begin Task material
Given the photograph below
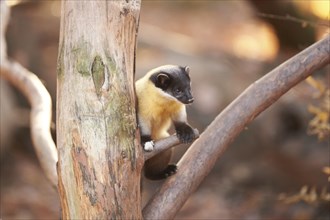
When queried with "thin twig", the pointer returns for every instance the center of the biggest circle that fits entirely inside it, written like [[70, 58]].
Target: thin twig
[[203, 154], [293, 19], [164, 144]]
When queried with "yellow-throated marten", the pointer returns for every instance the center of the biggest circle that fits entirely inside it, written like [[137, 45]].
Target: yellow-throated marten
[[162, 94]]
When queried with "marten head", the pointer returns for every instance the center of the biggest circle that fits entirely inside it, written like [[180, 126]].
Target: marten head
[[173, 81]]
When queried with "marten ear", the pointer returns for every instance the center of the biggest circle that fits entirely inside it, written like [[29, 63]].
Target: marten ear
[[187, 69], [163, 80]]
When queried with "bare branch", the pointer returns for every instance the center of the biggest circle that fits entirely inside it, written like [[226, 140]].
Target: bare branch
[[202, 155], [40, 100], [164, 144]]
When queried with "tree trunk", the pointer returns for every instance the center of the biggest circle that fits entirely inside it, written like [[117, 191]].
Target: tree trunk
[[100, 162]]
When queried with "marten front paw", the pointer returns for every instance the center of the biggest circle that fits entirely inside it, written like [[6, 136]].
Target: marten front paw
[[185, 133], [170, 170]]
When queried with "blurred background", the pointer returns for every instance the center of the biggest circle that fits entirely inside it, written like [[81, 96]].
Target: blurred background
[[275, 169]]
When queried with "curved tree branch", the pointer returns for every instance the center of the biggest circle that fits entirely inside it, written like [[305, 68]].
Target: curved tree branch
[[202, 155], [40, 100]]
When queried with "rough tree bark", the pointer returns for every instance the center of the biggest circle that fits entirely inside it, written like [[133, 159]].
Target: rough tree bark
[[202, 155], [100, 162]]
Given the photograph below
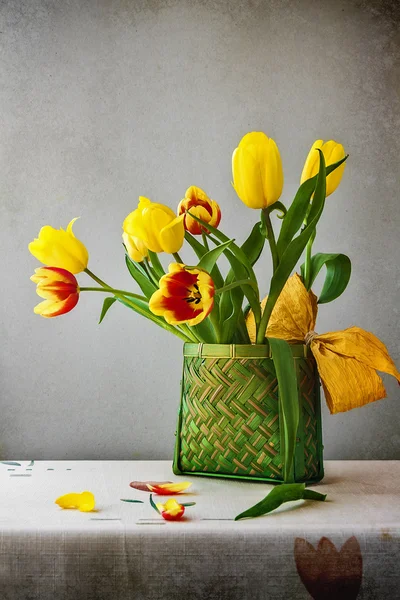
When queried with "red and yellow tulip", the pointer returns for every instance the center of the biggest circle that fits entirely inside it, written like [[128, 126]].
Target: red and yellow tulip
[[135, 248], [186, 295], [171, 510], [84, 502], [59, 288], [169, 489], [333, 152], [201, 206], [156, 225], [60, 248]]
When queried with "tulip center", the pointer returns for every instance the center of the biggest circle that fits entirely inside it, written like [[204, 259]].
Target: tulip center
[[194, 296]]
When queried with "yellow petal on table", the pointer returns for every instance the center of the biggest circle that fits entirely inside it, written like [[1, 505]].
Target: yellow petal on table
[[84, 502], [347, 360], [293, 316]]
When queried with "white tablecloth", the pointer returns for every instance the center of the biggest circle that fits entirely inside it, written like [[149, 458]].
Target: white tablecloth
[[126, 551]]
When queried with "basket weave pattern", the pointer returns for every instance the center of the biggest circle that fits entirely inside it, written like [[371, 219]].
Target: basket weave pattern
[[230, 418]]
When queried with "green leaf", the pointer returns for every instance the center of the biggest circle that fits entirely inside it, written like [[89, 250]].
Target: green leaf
[[108, 302], [240, 273], [289, 402], [298, 209], [153, 504], [287, 492], [200, 250], [231, 315], [205, 331], [281, 208], [295, 249], [209, 259], [157, 266], [338, 272], [148, 288]]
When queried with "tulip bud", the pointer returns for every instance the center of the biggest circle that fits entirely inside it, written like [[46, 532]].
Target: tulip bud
[[333, 152], [257, 170], [156, 225], [60, 248], [135, 248], [199, 204]]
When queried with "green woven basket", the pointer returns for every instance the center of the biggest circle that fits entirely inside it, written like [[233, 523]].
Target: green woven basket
[[230, 415]]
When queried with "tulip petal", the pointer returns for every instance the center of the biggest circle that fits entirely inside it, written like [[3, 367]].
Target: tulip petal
[[311, 166], [167, 489], [85, 502], [186, 295], [172, 235]]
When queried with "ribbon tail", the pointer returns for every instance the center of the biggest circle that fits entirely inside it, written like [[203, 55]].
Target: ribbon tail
[[347, 363]]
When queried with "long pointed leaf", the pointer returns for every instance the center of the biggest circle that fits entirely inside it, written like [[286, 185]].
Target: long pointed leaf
[[200, 250], [295, 249], [288, 400], [148, 288], [238, 252], [338, 272], [209, 259], [287, 492], [108, 302], [230, 307], [157, 266], [298, 209]]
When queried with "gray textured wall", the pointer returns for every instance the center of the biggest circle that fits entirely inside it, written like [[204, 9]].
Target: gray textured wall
[[102, 101]]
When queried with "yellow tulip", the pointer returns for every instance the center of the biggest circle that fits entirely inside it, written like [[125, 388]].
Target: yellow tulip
[[59, 248], [333, 152], [257, 170], [135, 248], [156, 225]]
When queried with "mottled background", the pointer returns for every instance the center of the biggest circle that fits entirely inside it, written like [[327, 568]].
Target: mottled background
[[102, 101]]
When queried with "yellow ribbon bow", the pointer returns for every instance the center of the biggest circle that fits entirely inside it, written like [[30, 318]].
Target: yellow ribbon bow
[[347, 360]]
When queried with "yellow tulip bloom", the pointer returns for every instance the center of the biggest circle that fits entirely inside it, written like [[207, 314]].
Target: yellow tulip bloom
[[156, 225], [333, 152], [257, 170], [59, 248], [135, 248]]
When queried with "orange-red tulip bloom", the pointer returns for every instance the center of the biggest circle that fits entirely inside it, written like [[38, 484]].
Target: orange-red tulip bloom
[[186, 295], [201, 206], [59, 288], [171, 510]]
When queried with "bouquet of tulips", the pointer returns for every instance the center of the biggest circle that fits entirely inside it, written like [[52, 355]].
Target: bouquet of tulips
[[195, 300]]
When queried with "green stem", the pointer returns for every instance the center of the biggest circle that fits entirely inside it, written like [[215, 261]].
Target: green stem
[[138, 309], [264, 322], [231, 286], [113, 291], [178, 258], [271, 240], [93, 276], [188, 331], [149, 271]]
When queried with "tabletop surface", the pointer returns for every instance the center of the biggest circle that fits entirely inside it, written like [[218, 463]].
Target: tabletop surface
[[360, 494]]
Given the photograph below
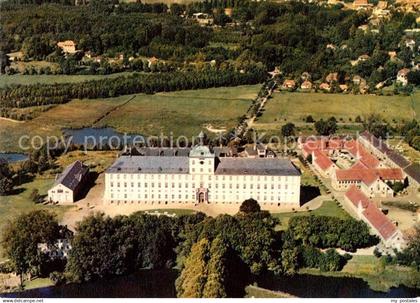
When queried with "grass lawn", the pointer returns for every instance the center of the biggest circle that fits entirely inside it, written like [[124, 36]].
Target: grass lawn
[[379, 276], [258, 292], [16, 204], [406, 150], [328, 208], [286, 106], [51, 79], [77, 113], [183, 112]]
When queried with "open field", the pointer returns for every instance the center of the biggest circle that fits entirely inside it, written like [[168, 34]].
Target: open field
[[379, 276], [16, 204], [294, 107], [328, 208], [51, 79], [183, 112], [77, 113]]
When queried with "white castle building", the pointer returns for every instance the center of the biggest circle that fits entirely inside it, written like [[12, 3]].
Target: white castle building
[[201, 175]]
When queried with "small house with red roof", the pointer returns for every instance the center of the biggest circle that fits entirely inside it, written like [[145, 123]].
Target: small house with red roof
[[367, 211], [323, 164], [372, 181]]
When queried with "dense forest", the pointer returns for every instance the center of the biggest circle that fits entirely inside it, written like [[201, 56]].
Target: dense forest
[[216, 257]]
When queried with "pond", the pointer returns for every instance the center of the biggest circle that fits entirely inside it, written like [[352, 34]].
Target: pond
[[161, 284], [314, 286], [13, 157], [144, 284], [100, 137]]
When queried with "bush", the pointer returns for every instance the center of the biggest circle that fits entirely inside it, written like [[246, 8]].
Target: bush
[[57, 278], [6, 267]]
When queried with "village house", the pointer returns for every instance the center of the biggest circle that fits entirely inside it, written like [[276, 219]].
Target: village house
[[305, 76], [59, 249], [325, 87], [367, 211], [392, 54], [402, 76], [372, 181], [151, 61], [380, 10], [343, 87], [68, 46], [306, 85], [361, 4], [203, 19], [410, 43], [381, 150], [69, 184], [323, 164], [289, 84], [331, 77]]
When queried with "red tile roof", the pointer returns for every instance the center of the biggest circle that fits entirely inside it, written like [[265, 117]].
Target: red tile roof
[[358, 165], [323, 161], [356, 196], [380, 222], [368, 176], [372, 214]]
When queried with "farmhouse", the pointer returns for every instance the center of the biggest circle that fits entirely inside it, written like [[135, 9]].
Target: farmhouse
[[361, 4], [381, 150], [380, 224], [325, 87], [59, 250], [402, 76], [348, 163], [306, 85], [289, 84], [68, 46], [69, 184], [200, 175], [373, 182]]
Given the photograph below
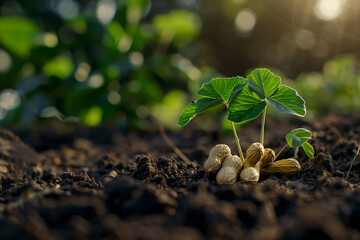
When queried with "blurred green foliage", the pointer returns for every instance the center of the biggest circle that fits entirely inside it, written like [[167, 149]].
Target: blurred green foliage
[[335, 89], [98, 61]]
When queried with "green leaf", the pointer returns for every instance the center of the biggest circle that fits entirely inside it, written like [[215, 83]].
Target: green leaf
[[222, 88], [287, 100], [298, 137], [245, 106], [16, 33], [263, 82], [195, 108], [309, 150]]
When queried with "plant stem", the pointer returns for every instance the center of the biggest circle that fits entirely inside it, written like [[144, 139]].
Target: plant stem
[[263, 127], [237, 142], [280, 151], [352, 162]]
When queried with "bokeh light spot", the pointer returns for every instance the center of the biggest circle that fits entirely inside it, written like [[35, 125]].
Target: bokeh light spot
[[9, 99], [82, 72], [114, 98], [305, 39], [245, 21], [105, 11], [125, 43], [50, 39], [328, 9], [136, 59], [96, 81]]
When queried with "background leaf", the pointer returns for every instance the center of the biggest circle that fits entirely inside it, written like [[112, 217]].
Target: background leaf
[[309, 150], [298, 137], [222, 87], [287, 100], [263, 82], [195, 108], [15, 34], [245, 106]]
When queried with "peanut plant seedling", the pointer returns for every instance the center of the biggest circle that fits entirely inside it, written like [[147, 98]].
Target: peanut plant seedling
[[246, 99], [299, 137], [217, 91]]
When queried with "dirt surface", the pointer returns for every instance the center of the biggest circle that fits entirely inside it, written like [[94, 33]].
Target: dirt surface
[[101, 183]]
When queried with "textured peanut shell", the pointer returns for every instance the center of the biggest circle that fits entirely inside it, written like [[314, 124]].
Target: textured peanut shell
[[250, 174], [216, 156], [285, 167], [253, 154], [229, 171], [267, 158]]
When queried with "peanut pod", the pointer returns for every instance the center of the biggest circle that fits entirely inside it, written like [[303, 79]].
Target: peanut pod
[[285, 167], [229, 171], [216, 156]]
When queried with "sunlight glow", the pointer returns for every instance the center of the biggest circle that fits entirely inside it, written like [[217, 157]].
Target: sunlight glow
[[328, 9], [305, 39], [245, 21], [114, 98], [50, 39], [96, 81], [82, 72], [9, 99], [106, 11]]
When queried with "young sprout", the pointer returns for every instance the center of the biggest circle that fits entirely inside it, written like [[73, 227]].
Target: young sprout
[[217, 91], [299, 137], [264, 89]]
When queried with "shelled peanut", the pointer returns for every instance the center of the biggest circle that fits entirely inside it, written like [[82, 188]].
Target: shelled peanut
[[230, 170], [217, 155], [251, 171]]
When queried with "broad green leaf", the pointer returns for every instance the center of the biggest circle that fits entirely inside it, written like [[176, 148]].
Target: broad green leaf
[[16, 33], [245, 106], [309, 150], [297, 137], [222, 88], [195, 108], [287, 100], [263, 82]]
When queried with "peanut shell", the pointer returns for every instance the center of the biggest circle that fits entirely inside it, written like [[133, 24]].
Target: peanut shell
[[267, 158], [229, 171], [216, 156], [285, 167]]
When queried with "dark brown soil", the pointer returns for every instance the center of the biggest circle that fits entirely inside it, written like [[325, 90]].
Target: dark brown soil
[[101, 183]]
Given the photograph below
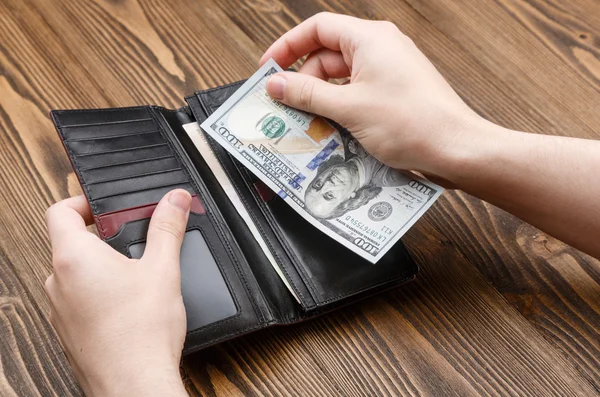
end Task material
Reproduce the rows from the line containing "like [[38, 484]]." down through the line containing "[[186, 295], [201, 206], [59, 288], [171, 510]]", replacing "orange-red" with "scarlet" and changing nothing else.

When queried with "scarlet tulip bloom", the pointer returns for every instance the center of the biggest circle that fits entirely inside it, written like [[38, 484]].
Target: scarlet tulip bloom
[[186, 295], [201, 206], [59, 288], [171, 510]]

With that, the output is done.